Bee Gul () is a Pakistani screenwriter and director. She wrote Films and TV plays like Talkhiyaan, Pehchaan, Kaun Qamar Ara, Firdous ki Dozakh, most notably Dar Si Jaati Hai Sila and Raqeeb Se for HUM TV.

Bee Gul's stories often deal with themes of Reality & Identity. Hypocrisy is the underlying theme, involving bitter love & conservative values. Her work is often described as Artsy. She has written women-centric plays that threw light upon social issues, especially those concerning Asian or Pakistani Women, that portrayed the power of a gutsy woman.
Her film Intezaar (2022) is out now in Pakistani Cinemas nationwide.

TV series
Ain was a series made up of stories which explore all the various relationships that we go through in life; be they with people, with a special place, with God and religion or those of the spiritual kind. Picking up on a different ‘connection’ every week, the series will follow all sorts of relationships as they grow and transform. It could be a conflict between father and son; the ever-changing relationship between a husband and wife; the dynamics of sibling rivalry in a brother/sister relationship; the relationship between a character’s past, present and future or how a man’s love for God can reach extreme fanaticism. The series looks at the nature of human relationships from many different perspectives. And makes us realize that whatever the connection, no matter how deep or superficial, it will always leave an impact on our lives and inevitably make us who we are.

In Talkhiyan the opening theme "Mujh se ab meri mohabbat ke fasaaney na kaho", was based on a Sahir Ludhianvi's poem and serial itself was named after Sahir Ludhianavi's Book, Talkhiyan. Bee Gul won a LUX Style Award (2019) for Best TV Writer for Dar Si Jaati Hai Sila, a play that tackled the topic of sexual predators in normal households.

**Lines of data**
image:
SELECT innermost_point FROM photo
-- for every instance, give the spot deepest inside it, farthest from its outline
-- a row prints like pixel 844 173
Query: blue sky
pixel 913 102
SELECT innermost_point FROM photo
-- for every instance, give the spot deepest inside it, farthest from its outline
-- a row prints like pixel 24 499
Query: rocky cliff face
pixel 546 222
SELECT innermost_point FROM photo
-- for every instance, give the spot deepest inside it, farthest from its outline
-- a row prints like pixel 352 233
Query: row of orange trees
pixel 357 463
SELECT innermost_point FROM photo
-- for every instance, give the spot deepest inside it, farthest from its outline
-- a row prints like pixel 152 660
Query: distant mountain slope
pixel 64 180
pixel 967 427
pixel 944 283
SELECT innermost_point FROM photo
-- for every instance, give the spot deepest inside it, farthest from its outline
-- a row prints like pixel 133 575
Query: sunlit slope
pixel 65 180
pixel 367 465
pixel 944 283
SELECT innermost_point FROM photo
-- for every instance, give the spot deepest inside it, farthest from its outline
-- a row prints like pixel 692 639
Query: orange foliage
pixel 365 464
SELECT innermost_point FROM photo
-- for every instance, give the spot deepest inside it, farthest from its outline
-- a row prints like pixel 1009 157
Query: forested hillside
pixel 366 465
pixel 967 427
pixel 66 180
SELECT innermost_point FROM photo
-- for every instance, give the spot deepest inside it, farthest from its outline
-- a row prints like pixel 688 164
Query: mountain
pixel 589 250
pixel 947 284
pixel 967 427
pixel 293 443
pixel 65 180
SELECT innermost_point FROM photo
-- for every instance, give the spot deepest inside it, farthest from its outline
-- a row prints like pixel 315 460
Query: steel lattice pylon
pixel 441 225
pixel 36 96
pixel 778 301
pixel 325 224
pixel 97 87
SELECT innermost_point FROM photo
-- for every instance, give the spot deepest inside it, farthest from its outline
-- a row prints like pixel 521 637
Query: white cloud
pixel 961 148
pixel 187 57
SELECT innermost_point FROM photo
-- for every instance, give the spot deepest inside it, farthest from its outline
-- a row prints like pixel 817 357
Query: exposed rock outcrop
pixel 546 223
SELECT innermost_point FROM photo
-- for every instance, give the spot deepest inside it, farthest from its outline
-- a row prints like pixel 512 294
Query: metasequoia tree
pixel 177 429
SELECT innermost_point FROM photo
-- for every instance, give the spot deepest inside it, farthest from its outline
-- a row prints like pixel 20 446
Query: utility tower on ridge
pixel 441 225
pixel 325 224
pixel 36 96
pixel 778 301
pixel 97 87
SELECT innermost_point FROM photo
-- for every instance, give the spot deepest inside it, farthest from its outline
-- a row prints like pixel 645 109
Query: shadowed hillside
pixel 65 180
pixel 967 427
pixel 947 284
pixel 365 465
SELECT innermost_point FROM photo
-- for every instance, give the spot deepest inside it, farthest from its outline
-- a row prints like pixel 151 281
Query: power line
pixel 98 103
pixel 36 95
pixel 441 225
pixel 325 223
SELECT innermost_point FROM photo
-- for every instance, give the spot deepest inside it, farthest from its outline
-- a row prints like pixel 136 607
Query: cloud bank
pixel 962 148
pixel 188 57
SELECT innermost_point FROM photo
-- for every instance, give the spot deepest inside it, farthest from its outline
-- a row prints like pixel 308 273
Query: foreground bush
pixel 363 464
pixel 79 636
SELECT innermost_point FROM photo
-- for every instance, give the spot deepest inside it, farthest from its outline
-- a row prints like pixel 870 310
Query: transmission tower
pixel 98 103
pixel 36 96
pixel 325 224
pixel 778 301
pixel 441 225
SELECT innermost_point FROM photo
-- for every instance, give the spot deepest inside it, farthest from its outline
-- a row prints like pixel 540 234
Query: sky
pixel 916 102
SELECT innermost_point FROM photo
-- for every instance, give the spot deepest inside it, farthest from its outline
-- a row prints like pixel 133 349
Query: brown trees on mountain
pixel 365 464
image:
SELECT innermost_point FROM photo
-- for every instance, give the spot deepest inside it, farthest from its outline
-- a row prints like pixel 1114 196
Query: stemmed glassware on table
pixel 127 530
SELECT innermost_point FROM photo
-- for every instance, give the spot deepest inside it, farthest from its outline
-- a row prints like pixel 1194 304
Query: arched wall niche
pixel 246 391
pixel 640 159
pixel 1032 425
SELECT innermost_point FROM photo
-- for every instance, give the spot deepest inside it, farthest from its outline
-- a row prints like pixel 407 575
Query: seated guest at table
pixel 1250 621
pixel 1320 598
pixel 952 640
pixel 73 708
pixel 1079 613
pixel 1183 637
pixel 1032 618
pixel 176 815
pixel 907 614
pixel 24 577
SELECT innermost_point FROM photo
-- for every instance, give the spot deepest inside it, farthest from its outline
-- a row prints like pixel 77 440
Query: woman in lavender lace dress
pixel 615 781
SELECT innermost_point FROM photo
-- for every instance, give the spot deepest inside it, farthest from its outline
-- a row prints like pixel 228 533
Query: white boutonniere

**What this exercise asks**
• 1. Rewrite the entries from the start of the entries up to and including the line with "pixel 913 102", putting "clear sky" in place of "blue sky" and leaving everything else unchanged.
• 2. Write the next part of the article about the screenwriter Bee Gul.

**Final results**
• 1.
image:
SELECT innermost_point FROM photo
-- for every instance, give the spot deepest inside it, farthest from its outline
-- a row prints like pixel 844 173
Query: clear sky
pixel 913 102

• 2.
Telefilms
Bee Gul's first script Kaun Qamar Aara was a television film that aired on Hum TV's 2nd telefilms festival, centers on the issues of undivided India and brings to life a tale of a husband and wife during this time. This one-hour short story featured Pakistani actor Shakeel and Faiza Hassan. Kaun Qamar Ara was the only film that was nominated in every category at 2nd Hum Telefilm Awards.
Gul received Best Telefilm Writer Award for Kaun Qamar Ara.

Filmography

As screenwriter

Television

Plays
 Naql-e-Makani, Badshahat Ka Khatima (A theatrical rendition of a short story by Manto and a play written by Rajinder Singh Bedi, both presented at NAPA auditorium. Dir. by Khalid Ahmed, 2013)  
 Bedroom Conversations (2019), presented at NAPA auditorium. Dir. by Khalid Ahmed, 2019.
 Kal Agar Main Marjaoun, Vasl productions. Dir. by Khalid Ahmed, 2021.

Accolades

See also

 List of Pakistani writers
 List of Urdu language writers

References

Pakistani screenwriters
Living people
Writers from Lahore
Pakistani dramatists and playwrights
Pakistani television writers
Year of birth missing (living people)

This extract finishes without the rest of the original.